■ **Goal 1**
In the Vision Transformer assignment, what kind of layer does PatchEmbedding use to project the image patches into the embedding dimension?

## Vision Transformer (ViT)

In this assignment we're going to work with Vision Transformer. We will start to build our own vit model and train it on an image classification task.
The purpose of this homework is for you to get familar with ViT and get prepared for the final project.

In [12]:
import math

import torch
import torch.nn as nn
import torch.nn.functional as F
from torchvision import datasets, transforms


In [13]:
device = torch.device("cuda" if torch.cuda.is_available() else "cpu")
print(device)

cuda


# VIT Implementation

The vision transformer can be seperated into three parts, we will implement each part and combine them in the end.

For the implementation, feel free to experiment different kinds of setup, as long as you use attention as the main computation unit and the ViT can be train to perform the image classification task present later.
You can read about the ViT implement from other libary: https://github.com/huggingface/pytorch-image-models/blob/main/timm/models/vision_transformer.py and https://github.com/pytorch/vision/blob/main/torchvision/models/vision_transformer.py

## PatchEmbedding
PatchEmbedding is responsible for dividing the input image into non-overlapping patches and projecting them into a specified embedding dimension. It uses a 2D convolution layer with a kernel size and stride equal to the patch size. The output is a sequence of linear embeddings for each patch.

In [14]:

class PatchEmbedding(nn.Module):
    def __init__(self, image_size, patch_size, in_channels, embed_dim):
      # TODO
      assert image_size % patch_size == 0, 'Image size should be divisible by patch size'
      super(PatchEmbedding, self).__init__()

(Entries from a dataset)
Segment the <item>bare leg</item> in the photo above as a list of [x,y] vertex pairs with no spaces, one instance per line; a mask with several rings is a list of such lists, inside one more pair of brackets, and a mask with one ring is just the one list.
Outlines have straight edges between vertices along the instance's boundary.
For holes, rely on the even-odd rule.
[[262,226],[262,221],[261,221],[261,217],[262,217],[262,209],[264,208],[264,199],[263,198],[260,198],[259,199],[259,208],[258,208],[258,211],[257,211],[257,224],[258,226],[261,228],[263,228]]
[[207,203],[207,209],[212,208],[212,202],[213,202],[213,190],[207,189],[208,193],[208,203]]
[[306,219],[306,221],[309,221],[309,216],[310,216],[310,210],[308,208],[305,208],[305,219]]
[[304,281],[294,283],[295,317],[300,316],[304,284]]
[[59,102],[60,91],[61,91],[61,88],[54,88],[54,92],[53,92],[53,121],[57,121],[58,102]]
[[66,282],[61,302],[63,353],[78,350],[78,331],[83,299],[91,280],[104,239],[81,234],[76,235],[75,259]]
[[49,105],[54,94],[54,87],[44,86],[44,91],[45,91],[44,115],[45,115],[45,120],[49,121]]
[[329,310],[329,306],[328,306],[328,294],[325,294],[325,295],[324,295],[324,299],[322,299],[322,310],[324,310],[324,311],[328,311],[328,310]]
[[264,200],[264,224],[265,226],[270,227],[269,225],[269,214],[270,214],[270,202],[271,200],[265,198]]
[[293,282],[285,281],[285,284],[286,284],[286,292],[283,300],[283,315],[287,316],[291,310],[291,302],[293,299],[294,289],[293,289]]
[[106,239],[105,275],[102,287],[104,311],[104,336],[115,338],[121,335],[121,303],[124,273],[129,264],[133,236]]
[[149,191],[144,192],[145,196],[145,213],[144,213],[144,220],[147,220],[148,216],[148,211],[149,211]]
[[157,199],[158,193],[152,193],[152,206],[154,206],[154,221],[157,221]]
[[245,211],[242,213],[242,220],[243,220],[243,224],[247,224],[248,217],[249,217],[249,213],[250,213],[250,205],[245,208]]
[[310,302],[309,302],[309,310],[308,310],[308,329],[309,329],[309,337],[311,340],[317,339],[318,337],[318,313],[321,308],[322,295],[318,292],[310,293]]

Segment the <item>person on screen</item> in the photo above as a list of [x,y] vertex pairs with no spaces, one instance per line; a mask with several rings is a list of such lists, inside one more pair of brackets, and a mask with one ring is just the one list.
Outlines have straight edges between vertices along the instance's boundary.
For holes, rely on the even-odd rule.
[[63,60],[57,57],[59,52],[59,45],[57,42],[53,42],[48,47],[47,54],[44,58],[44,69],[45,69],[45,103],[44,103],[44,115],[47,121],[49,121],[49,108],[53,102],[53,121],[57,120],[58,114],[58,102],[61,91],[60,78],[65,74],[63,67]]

■ **Goal 2**
Render the stretch of entries from the line containing "Segment the <item>person" through the end of the entries as a two-column CSV with columns named instruction and polygon. Give one row per request, with each field quoted and line breaks replaced by spaces.

■ **Task response 1**
A 2D convolution layer with a kernel size and stride equal to the patch size.

■ **Task response 2**
instruction,polygon
"Segment the <item>person on screen</item> in the photo above as a list of [x,y] vertex pairs with no spaces, one instance per line; a mask with several rings is a list of such lists, inside one more pair of brackets, and a mask with one ring is just the one list. Outlines have straight edges between vertices along the instance's boundary. For holes, rely on the even-odd rule.","[[63,60],[57,57],[59,52],[59,45],[57,42],[53,42],[48,47],[47,54],[44,58],[44,69],[45,69],[45,103],[44,103],[44,115],[47,121],[49,121],[49,108],[53,102],[53,121],[57,120],[58,114],[58,102],[61,91],[60,78],[65,74],[63,67]]"